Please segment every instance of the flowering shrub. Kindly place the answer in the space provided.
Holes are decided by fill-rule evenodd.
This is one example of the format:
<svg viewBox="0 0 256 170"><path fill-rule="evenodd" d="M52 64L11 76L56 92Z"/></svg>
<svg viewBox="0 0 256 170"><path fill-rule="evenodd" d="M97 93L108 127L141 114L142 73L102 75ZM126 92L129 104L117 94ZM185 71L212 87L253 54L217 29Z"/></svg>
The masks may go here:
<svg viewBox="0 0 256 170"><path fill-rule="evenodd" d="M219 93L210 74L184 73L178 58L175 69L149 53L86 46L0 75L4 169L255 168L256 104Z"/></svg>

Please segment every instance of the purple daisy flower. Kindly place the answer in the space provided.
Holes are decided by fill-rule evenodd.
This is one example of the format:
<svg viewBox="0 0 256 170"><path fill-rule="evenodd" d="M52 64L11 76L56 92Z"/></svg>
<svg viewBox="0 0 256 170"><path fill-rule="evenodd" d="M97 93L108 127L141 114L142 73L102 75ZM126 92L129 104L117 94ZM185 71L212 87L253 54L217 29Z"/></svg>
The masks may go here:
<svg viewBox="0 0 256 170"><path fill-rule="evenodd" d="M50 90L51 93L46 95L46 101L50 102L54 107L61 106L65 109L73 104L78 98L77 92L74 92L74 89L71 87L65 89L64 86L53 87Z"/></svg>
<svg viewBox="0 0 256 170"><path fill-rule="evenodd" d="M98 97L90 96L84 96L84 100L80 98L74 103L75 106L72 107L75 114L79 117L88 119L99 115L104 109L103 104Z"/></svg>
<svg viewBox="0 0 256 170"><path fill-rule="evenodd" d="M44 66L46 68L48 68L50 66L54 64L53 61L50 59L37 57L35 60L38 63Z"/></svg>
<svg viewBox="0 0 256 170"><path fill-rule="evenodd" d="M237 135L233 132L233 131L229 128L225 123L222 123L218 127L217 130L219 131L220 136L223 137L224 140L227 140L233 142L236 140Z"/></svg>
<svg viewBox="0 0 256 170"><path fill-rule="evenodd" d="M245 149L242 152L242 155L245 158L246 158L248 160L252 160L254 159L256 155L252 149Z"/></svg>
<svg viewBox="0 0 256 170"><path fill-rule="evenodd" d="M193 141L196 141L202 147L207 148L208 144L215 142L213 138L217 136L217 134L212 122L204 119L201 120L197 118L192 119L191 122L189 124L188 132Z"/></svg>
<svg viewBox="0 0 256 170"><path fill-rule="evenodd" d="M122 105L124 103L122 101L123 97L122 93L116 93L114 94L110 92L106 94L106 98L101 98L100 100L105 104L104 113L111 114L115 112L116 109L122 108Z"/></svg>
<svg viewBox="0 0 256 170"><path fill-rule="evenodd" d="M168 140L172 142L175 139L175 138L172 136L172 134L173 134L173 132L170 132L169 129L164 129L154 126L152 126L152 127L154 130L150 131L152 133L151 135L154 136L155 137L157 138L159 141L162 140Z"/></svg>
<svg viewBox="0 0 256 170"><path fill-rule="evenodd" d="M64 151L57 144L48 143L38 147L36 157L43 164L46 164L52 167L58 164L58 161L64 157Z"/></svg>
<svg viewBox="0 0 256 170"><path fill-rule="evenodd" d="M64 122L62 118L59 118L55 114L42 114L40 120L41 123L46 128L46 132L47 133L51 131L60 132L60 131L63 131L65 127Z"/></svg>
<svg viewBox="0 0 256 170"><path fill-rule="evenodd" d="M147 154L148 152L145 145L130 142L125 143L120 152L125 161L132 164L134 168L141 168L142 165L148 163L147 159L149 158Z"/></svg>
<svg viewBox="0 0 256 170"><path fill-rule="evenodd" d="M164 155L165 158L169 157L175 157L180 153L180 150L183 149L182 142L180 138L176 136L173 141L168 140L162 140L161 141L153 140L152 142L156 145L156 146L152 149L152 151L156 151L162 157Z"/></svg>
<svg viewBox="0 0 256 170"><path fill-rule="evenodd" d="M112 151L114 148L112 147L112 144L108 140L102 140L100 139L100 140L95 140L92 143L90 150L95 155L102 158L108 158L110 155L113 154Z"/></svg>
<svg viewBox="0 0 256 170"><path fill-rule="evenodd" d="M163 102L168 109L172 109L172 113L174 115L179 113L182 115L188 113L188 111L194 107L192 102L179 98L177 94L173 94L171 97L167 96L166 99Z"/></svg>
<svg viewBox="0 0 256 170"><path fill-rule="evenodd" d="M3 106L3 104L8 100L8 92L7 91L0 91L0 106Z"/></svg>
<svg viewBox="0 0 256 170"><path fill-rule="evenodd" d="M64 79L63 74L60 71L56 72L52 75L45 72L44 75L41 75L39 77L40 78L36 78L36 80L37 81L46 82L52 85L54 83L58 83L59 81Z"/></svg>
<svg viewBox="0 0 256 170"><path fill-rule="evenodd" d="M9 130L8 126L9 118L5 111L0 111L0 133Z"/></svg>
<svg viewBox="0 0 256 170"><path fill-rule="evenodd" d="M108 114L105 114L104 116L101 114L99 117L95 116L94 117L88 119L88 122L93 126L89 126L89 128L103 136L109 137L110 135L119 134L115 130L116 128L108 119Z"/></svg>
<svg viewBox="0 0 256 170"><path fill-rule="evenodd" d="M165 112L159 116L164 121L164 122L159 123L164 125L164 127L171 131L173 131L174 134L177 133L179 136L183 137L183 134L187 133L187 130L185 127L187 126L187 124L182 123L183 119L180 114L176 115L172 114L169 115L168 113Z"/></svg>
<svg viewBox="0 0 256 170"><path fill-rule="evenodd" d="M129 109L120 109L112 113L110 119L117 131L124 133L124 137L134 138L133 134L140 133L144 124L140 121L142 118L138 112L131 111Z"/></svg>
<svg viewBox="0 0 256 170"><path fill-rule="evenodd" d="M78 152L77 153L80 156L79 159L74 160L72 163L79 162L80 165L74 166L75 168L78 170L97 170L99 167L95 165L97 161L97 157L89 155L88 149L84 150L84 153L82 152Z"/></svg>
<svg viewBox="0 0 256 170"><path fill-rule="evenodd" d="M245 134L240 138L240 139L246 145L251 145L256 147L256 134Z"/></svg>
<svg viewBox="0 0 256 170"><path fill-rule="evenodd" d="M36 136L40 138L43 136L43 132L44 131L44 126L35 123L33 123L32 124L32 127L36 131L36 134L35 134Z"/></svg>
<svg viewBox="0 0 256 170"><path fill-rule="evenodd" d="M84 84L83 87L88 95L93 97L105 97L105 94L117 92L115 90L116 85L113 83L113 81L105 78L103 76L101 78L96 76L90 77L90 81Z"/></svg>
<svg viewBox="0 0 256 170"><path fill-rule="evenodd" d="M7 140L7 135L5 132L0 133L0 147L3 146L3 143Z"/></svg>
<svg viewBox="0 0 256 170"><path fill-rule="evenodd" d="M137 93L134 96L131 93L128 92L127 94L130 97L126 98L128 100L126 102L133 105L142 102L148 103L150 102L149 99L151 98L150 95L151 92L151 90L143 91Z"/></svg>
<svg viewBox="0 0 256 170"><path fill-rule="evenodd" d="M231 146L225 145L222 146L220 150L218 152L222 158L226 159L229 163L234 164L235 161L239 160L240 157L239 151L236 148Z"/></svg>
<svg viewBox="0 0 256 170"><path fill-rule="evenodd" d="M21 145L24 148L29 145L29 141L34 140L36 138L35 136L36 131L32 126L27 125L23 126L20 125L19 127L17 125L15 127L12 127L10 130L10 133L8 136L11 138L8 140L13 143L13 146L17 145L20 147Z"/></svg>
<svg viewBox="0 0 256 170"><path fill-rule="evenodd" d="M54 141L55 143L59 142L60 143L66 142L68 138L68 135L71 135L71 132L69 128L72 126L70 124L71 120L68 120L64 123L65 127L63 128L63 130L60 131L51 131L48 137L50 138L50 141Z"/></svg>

= = = = = = =

Update all the data above, replacing "masks" with "outlines" and keeping everything else the same.

— Output below —
Please segment every instance of the flowering shrub. Kindly place the answer in the space provided.
Holes are decided by fill-rule evenodd.
This is one example of the format:
<svg viewBox="0 0 256 170"><path fill-rule="evenodd" d="M52 64L11 76L56 92Z"/></svg>
<svg viewBox="0 0 256 170"><path fill-rule="evenodd" d="M97 93L108 127L141 114L142 73L102 75ZM126 92L129 104L117 94ZM185 71L212 87L253 54L217 29Z"/></svg>
The outlines may go here:
<svg viewBox="0 0 256 170"><path fill-rule="evenodd" d="M219 93L210 74L184 73L178 58L175 69L149 53L86 46L0 75L4 169L255 168L256 104Z"/></svg>

Please segment every instance of the purple daisy flower. Kindly place the answer in the space provided.
Holes are decided by fill-rule evenodd.
This is one example of the format:
<svg viewBox="0 0 256 170"><path fill-rule="evenodd" d="M52 64L11 76L56 92Z"/></svg>
<svg viewBox="0 0 256 170"><path fill-rule="evenodd" d="M97 93L108 127L141 114L142 73L102 75ZM126 92L129 104L117 94ZM185 71L212 87L253 54L217 29Z"/></svg>
The outlines may go here:
<svg viewBox="0 0 256 170"><path fill-rule="evenodd" d="M50 90L51 93L46 95L46 101L50 102L54 107L61 106L65 109L73 104L78 98L77 92L74 92L74 89L71 87L65 89L64 86L53 87Z"/></svg>
<svg viewBox="0 0 256 170"><path fill-rule="evenodd" d="M98 97L90 96L84 96L84 100L80 98L74 103L75 106L72 107L75 114L79 117L88 119L99 115L104 109L103 104Z"/></svg>
<svg viewBox="0 0 256 170"><path fill-rule="evenodd" d="M44 66L46 68L48 68L50 66L54 64L53 61L50 59L37 57L35 60L38 63Z"/></svg>
<svg viewBox="0 0 256 170"><path fill-rule="evenodd" d="M237 135L233 132L233 131L229 128L225 123L222 123L218 127L217 130L219 131L220 136L223 137L224 140L227 140L233 142L236 140Z"/></svg>
<svg viewBox="0 0 256 170"><path fill-rule="evenodd" d="M245 149L242 152L242 155L245 158L246 158L248 160L252 160L254 159L256 155L252 149Z"/></svg>
<svg viewBox="0 0 256 170"><path fill-rule="evenodd" d="M193 141L196 141L202 147L207 148L208 144L215 142L213 138L217 136L217 134L212 122L204 119L201 120L197 118L192 119L191 122L189 124L188 132Z"/></svg>
<svg viewBox="0 0 256 170"><path fill-rule="evenodd" d="M122 105L124 103L122 101L123 97L122 93L116 93L114 94L110 92L106 94L106 98L101 98L100 100L105 104L104 113L111 114L115 112L116 109L122 108Z"/></svg>
<svg viewBox="0 0 256 170"><path fill-rule="evenodd" d="M168 140L172 142L175 139L175 138L172 136L172 134L173 134L173 132L170 132L169 129L164 129L154 126L152 126L152 127L154 130L150 131L152 133L151 135L154 136L155 137L157 138L159 141L162 140Z"/></svg>
<svg viewBox="0 0 256 170"><path fill-rule="evenodd" d="M64 151L57 144L48 143L38 147L36 157L43 164L46 164L52 167L58 164L58 161L64 157Z"/></svg>
<svg viewBox="0 0 256 170"><path fill-rule="evenodd" d="M64 122L62 118L59 118L55 114L42 114L40 120L41 123L46 128L46 132L47 133L51 131L60 132L60 131L63 131L65 127Z"/></svg>
<svg viewBox="0 0 256 170"><path fill-rule="evenodd" d="M147 154L148 152L145 145L130 142L125 143L120 152L125 161L132 164L134 168L141 168L142 165L148 163L147 159L149 158Z"/></svg>
<svg viewBox="0 0 256 170"><path fill-rule="evenodd" d="M164 155L165 158L169 157L175 157L180 153L180 150L183 149L182 142L180 138L176 136L173 141L168 140L162 140L161 141L153 140L152 142L156 145L156 146L152 149L152 151L156 151L162 157Z"/></svg>
<svg viewBox="0 0 256 170"><path fill-rule="evenodd" d="M112 151L114 148L112 147L112 144L108 140L102 140L100 139L100 140L95 140L92 143L90 150L95 155L102 158L108 158L110 155L113 154Z"/></svg>
<svg viewBox="0 0 256 170"><path fill-rule="evenodd" d="M163 102L168 109L172 109L172 113L174 115L179 113L182 115L188 113L188 111L194 107L192 102L179 98L177 94L173 94L171 97L167 96L166 99Z"/></svg>
<svg viewBox="0 0 256 170"><path fill-rule="evenodd" d="M3 106L3 104L8 100L8 92L7 91L0 91L0 106Z"/></svg>
<svg viewBox="0 0 256 170"><path fill-rule="evenodd" d="M64 79L63 74L60 71L56 72L52 75L45 72L44 75L41 75L39 77L40 78L36 78L36 80L37 81L46 82L52 85L54 83L58 83L59 81Z"/></svg>
<svg viewBox="0 0 256 170"><path fill-rule="evenodd" d="M9 130L8 126L9 118L5 111L0 111L0 133Z"/></svg>
<svg viewBox="0 0 256 170"><path fill-rule="evenodd" d="M108 114L105 114L104 116L101 114L99 117L95 116L94 117L88 119L88 122L93 126L89 126L89 128L103 136L109 137L110 135L119 134L115 130L116 128L108 119Z"/></svg>
<svg viewBox="0 0 256 170"><path fill-rule="evenodd" d="M165 112L159 116L164 121L164 122L159 123L164 125L164 127L171 131L173 131L174 134L177 133L179 136L183 137L183 134L187 133L187 130L185 127L187 126L187 124L182 123L183 119L180 114L176 115L172 114L169 115L168 113Z"/></svg>
<svg viewBox="0 0 256 170"><path fill-rule="evenodd" d="M129 109L120 109L112 113L110 119L117 131L124 133L124 137L134 138L133 134L140 133L144 124L140 121L142 118L138 112L131 111Z"/></svg>
<svg viewBox="0 0 256 170"><path fill-rule="evenodd" d="M78 152L77 153L80 156L79 159L74 160L72 163L79 162L80 165L74 166L75 168L78 170L97 170L99 167L95 165L97 161L97 157L89 155L88 149L84 150L84 153L82 152Z"/></svg>
<svg viewBox="0 0 256 170"><path fill-rule="evenodd" d="M245 134L240 138L240 139L246 145L251 145L256 147L256 134Z"/></svg>
<svg viewBox="0 0 256 170"><path fill-rule="evenodd" d="M36 136L40 138L43 136L43 132L44 131L44 126L35 123L33 123L32 124L32 127L36 131L36 134L35 134Z"/></svg>
<svg viewBox="0 0 256 170"><path fill-rule="evenodd" d="M84 84L83 87L88 95L93 97L105 97L105 94L117 92L115 90L116 85L113 83L113 81L105 78L103 76L101 78L96 76L90 77L90 81Z"/></svg>
<svg viewBox="0 0 256 170"><path fill-rule="evenodd" d="M7 140L7 135L5 132L0 133L0 147L3 146L3 143Z"/></svg>
<svg viewBox="0 0 256 170"><path fill-rule="evenodd" d="M137 93L134 96L131 93L128 92L127 94L130 97L126 98L128 100L126 102L133 105L142 102L148 103L150 102L149 99L151 98L150 95L151 92L151 90L143 91Z"/></svg>
<svg viewBox="0 0 256 170"><path fill-rule="evenodd" d="M231 146L225 145L222 146L220 150L218 152L222 158L226 159L229 163L234 164L235 161L239 160L240 157L239 151L236 148Z"/></svg>
<svg viewBox="0 0 256 170"><path fill-rule="evenodd" d="M21 145L24 148L29 145L29 141L34 140L36 138L35 136L36 131L32 126L27 125L23 126L20 125L19 127L17 125L15 127L12 127L10 130L10 133L8 136L11 138L8 140L13 143L13 146L17 145L20 147Z"/></svg>
<svg viewBox="0 0 256 170"><path fill-rule="evenodd" d="M54 141L55 143L59 142L60 143L66 142L68 138L68 135L71 135L71 132L69 128L72 126L70 124L71 120L68 120L64 123L65 127L63 128L63 130L60 131L51 131L48 137L50 138L50 141Z"/></svg>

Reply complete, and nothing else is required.